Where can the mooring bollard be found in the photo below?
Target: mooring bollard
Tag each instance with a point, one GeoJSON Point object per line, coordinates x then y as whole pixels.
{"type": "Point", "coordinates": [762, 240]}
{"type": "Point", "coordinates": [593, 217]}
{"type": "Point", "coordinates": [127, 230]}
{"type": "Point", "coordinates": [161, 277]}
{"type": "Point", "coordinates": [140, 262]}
#####
* Task objective:
Please quote every record above exactly as it appears.

* Solution to the exercise:
Where can the mooring bollard be found in the photo below?
Target: mooring bollard
Tag each instance with a point, one GeoJSON Point object per line, coordinates x then y as whole pixels.
{"type": "Point", "coordinates": [762, 240]}
{"type": "Point", "coordinates": [593, 217]}
{"type": "Point", "coordinates": [127, 230]}
{"type": "Point", "coordinates": [161, 277]}
{"type": "Point", "coordinates": [140, 262]}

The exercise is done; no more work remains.